Entries shown:
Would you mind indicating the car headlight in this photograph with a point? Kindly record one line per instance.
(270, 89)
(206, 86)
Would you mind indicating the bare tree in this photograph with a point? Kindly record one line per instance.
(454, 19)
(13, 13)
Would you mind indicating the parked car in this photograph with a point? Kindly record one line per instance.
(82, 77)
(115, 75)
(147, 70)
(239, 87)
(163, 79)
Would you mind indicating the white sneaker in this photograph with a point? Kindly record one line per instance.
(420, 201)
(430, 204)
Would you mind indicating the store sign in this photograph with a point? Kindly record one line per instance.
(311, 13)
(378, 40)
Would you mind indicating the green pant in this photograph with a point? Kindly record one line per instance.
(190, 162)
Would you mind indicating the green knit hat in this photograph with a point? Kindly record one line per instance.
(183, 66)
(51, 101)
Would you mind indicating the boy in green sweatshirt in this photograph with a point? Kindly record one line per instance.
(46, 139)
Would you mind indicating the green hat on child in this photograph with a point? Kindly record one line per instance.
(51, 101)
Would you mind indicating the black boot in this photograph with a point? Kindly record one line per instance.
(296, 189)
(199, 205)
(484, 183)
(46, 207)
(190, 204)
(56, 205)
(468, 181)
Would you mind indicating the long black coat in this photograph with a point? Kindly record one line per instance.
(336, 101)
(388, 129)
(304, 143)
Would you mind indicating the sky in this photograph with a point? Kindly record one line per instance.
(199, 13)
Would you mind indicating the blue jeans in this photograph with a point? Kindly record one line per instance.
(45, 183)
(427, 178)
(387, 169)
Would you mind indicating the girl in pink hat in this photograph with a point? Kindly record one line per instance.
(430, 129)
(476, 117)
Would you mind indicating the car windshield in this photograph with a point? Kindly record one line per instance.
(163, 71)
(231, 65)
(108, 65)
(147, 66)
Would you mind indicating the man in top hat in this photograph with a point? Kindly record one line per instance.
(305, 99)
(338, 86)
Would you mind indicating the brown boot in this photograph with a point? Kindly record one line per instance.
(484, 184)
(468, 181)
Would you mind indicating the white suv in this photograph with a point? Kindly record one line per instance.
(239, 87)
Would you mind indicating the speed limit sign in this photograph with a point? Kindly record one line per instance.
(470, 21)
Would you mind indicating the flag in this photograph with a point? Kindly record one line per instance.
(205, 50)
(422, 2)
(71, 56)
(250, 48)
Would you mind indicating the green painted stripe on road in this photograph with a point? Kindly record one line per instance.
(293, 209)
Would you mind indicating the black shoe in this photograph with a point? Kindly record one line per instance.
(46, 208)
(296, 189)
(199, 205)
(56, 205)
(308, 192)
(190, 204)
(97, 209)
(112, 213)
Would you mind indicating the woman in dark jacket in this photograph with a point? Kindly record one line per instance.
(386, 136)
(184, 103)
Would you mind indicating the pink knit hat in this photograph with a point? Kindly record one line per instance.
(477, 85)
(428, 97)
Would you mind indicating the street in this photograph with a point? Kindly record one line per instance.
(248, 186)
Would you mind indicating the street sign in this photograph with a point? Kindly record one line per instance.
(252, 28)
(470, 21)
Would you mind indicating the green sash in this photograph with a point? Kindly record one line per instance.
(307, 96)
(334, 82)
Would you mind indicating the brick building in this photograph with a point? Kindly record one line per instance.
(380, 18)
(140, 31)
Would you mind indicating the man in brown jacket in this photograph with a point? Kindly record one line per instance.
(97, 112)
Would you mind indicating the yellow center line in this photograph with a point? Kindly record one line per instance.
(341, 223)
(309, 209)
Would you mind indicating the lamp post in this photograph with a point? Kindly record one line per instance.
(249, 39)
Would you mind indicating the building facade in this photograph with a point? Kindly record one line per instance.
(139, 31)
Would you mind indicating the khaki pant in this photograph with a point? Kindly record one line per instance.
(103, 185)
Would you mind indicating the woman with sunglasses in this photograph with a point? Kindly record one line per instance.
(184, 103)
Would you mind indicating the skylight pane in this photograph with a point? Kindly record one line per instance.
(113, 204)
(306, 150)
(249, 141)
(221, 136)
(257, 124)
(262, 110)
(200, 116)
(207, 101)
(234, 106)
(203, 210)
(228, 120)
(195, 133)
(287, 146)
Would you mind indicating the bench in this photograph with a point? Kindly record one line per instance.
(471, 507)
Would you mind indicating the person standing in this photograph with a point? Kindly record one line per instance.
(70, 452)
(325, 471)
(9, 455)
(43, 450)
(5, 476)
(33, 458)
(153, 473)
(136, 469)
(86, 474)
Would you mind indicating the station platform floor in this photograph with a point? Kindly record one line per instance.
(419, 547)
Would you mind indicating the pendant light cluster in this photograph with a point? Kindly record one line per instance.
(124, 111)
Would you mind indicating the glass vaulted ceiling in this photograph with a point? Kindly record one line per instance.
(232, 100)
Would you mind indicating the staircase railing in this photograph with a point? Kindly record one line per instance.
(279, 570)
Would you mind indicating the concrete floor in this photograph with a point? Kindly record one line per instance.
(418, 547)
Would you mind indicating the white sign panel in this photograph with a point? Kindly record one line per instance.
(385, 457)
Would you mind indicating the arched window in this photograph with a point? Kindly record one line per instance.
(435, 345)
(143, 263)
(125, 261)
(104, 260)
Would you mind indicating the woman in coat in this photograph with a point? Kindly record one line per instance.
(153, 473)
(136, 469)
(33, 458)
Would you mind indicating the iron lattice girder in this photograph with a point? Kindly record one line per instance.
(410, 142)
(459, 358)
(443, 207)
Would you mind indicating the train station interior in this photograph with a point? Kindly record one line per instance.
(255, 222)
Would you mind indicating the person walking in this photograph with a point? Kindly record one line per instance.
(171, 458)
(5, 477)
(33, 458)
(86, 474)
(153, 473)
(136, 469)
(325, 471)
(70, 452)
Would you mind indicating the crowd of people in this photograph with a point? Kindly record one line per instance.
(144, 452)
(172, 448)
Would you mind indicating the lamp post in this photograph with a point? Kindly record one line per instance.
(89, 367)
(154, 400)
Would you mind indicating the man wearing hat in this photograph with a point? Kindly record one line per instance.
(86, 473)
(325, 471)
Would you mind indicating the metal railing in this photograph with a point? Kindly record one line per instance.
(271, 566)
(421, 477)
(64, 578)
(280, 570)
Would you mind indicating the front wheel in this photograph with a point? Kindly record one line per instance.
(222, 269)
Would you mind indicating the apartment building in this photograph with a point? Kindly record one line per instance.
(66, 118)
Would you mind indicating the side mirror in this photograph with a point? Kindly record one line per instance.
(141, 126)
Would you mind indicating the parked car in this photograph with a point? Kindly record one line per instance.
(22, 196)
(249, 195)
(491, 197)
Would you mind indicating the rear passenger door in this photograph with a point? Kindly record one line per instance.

Your task: Repeat every record exactly as written, please.

Response below:
Would you mind indicating the car headlight in this photograph with a point? Kindly record one line per instance.
(270, 89)
(206, 86)
Would you mind indicating the bare tree in this photograph with a point? Kindly record one line per instance.
(454, 19)
(13, 13)
Would you mind indicating the parked car in this photograph with a point? Kindly record one line per instance.
(82, 77)
(115, 75)
(147, 70)
(239, 87)
(163, 79)
Would you mind indicating the white sneaker in this photograph with a point? Kindly record one line per instance.
(420, 201)
(430, 204)
Would you mind indicating the store sign in this photograph with a point? Kindly record one line per instance.
(311, 13)
(378, 40)
Would you mind indicating the green pant in this photograph with a point? Kindly record one line per instance.
(190, 162)
Would you mind indicating the green knit hat in this photograph with a point? Kindly record one line per instance.
(183, 66)
(51, 101)
Would you mind indicating the boy in green sweatshirt in this photograph with a point? Kindly record one line per instance.
(46, 139)
Would you mind indicating the green hat on child in this photograph with a point? Kindly record one line per instance.
(51, 101)
Would you mind indicating the black boot in this photograph with a point? Kindly record one line per instance.
(296, 189)
(199, 205)
(484, 183)
(46, 207)
(190, 204)
(56, 205)
(468, 181)
Would you mind indicating the long black coat in this photograph with a point? Kindly record one line per instance.
(336, 101)
(388, 129)
(304, 143)
Would you mind indicating the sky in this photograph with a point? Kindly record one line per instance.
(199, 13)
Would you mind indicating the blue jeans in this photograph with a point? Kindly record one line per instance.
(45, 183)
(427, 178)
(387, 169)
Would you mind indicating the girl in pink hat in this photograph with a point? Kindly record one line per instance.
(430, 129)
(476, 117)
Would you mind indicating the car windshield in this photograph with a point? Kindly record one line per instance.
(163, 71)
(231, 65)
(108, 65)
(147, 66)
Would you mind indicating the man in top hat in this photograph with a point? Kindly record one line per instance.
(305, 99)
(338, 86)
Would you mind indicating the brown boot in this photograph with a point? Kindly record one line per instance.
(484, 184)
(468, 181)
Would you mind indicating the white suv in this photograph with a point? Kindly record one line per instance.
(239, 87)
Would you mind indicating the speed limit sign in this photograph with a point? Kindly record one line per instance.
(470, 21)
Would you mind indicating the flag in this photograph with a point? Kindly record one line per instance.
(205, 50)
(422, 2)
(71, 56)
(250, 48)
Would you mind indicating the green painted stripe on road in this photograph with a point? Kindly record one line per instance.
(293, 209)
Would you mind indicating the black shoe in this photograph with a point? Kindly record one line per instance.
(46, 208)
(296, 189)
(199, 205)
(56, 205)
(308, 192)
(190, 204)
(97, 209)
(112, 213)
Would you mind indicating the woman in dark jacket in this photograph with a point? Kindly record one line per instance.
(386, 136)
(184, 103)
Would you mind indicating the pink knit hat in this photograph with a point? Kindly record one line per instance.
(477, 85)
(428, 97)
Would you mind indicating the street in this photograph with a point? Kindly record one line per instance.
(248, 186)
Would you mind indicating the street sign in this photograph with a point? Kindly record one line per instance.
(252, 28)
(470, 21)
Would you mind indicating the green sash in this photograph with a point? Kindly record one line per instance.
(307, 96)
(334, 82)
Would you mind indicating the brick building in this photograph with a point? Kindly record one line per instance.
(380, 18)
(140, 31)
Would you mind indicating the man in brown jacket in this photograph with a point? Kindly record one line per instance.
(97, 112)
Would you mind indicating the yellow center line in this photograph with a point? Kindly record one line per instance.
(341, 223)
(309, 209)
Would you mind indicating the lamp post in this photograph with a point? Kindly record one line per instance.
(249, 39)
Would you mind indicating the building facade in this photograph with a point? Kindly record one line per instance.
(139, 31)
Would you mind indicating the khaki pant in this photograph with a point? Kindly record one line per instance.
(103, 185)
Would you mind indicating the woman with sunglasses in this photograph with a point? Kindly record one line per instance.
(184, 103)
Would you mind indicating the skylight pane in this photograph with a point? Kindly record one line per instance.
(113, 204)
(306, 150)
(249, 141)
(221, 136)
(257, 124)
(262, 110)
(200, 116)
(207, 101)
(234, 106)
(203, 210)
(228, 120)
(195, 133)
(287, 146)
Would you mind indicating the bench in this photograph with a point? Kindly record one line per instance.
(471, 507)
Would you mind indicating the person standing in this photograph with a point? Kindly record one line per instance.
(70, 452)
(325, 471)
(9, 455)
(43, 450)
(5, 476)
(33, 458)
(153, 473)
(136, 469)
(86, 474)
Would you mind indicating the station platform floor in this photograph with a point? Kindly record one line per instance.
(419, 547)
Would you mind indicating the pendant light cluster in this photograph with a point? Kindly record one line per instance.
(124, 111)
Would you mind indicating the glass vaulted ceiling in this photograph with a point? Kindly record one line per instance.
(232, 100)
Would you mind indicating the staircase railing in this photograph with a point? Kindly record one line per instance.
(279, 570)
Would you mind indicating the concrete floor in this photograph with a point? Kindly record one line per instance.
(418, 547)
Would you mind indicating the white sign panel in this photograph with a point? Kindly record one line per instance.
(385, 457)
Would you mind indicating the arched window in this photograph with a point? Kindly record one line per instance.
(435, 345)
(143, 263)
(125, 261)
(104, 260)
Would you mind indicating the woman in coat in this photograph with a point? Kindly record one line per instance.
(153, 473)
(136, 469)
(33, 458)
Would you mind indicating the iron lattice girder in this photograph with a point? Kindly record one line per instance.
(410, 142)
(459, 358)
(443, 207)
Would you mind indicating the train station interior in this photograph with a point? Kindly record one line per instance.
(255, 222)
Would you mind indicating the person walking in this photograph with a point? Kindly record one line per instance.
(171, 458)
(5, 477)
(33, 458)
(86, 474)
(153, 473)
(136, 469)
(325, 471)
(70, 452)
Would you mind indicating the crowd of people in this photograph with a point? Kindly record one line per instance.
(144, 452)
(172, 448)
Would you mind indicating the lamp post in this photograph with a point? Kindly record one line per instance.
(89, 367)
(154, 400)
Would you mind indicating the man wearing hat in this photograph with a point? Kindly record one line per instance.
(86, 473)
(325, 471)
Would you mind indicating the metal railing in this photograph with a point? Kindly record one line per instance.
(271, 566)
(421, 477)
(64, 578)
(280, 570)
Would you mind indicating the front wheel in this photograph with a point? Kindly record one line per instance.
(222, 269)
Would you mind indicating the apartment building in this photograph with a point? Kindly record one line per instance.
(66, 118)
Would you mind indicating the side mirror in this photograph with a point? Kindly record one line per instance.
(141, 126)
Would you mind indicating the parked car in this photograph with a point? Kindly record one line per instance.
(22, 196)
(249, 195)
(491, 197)
Would you mind indicating the rear passenger door in this photograph with a point? Kindly record one line per instance.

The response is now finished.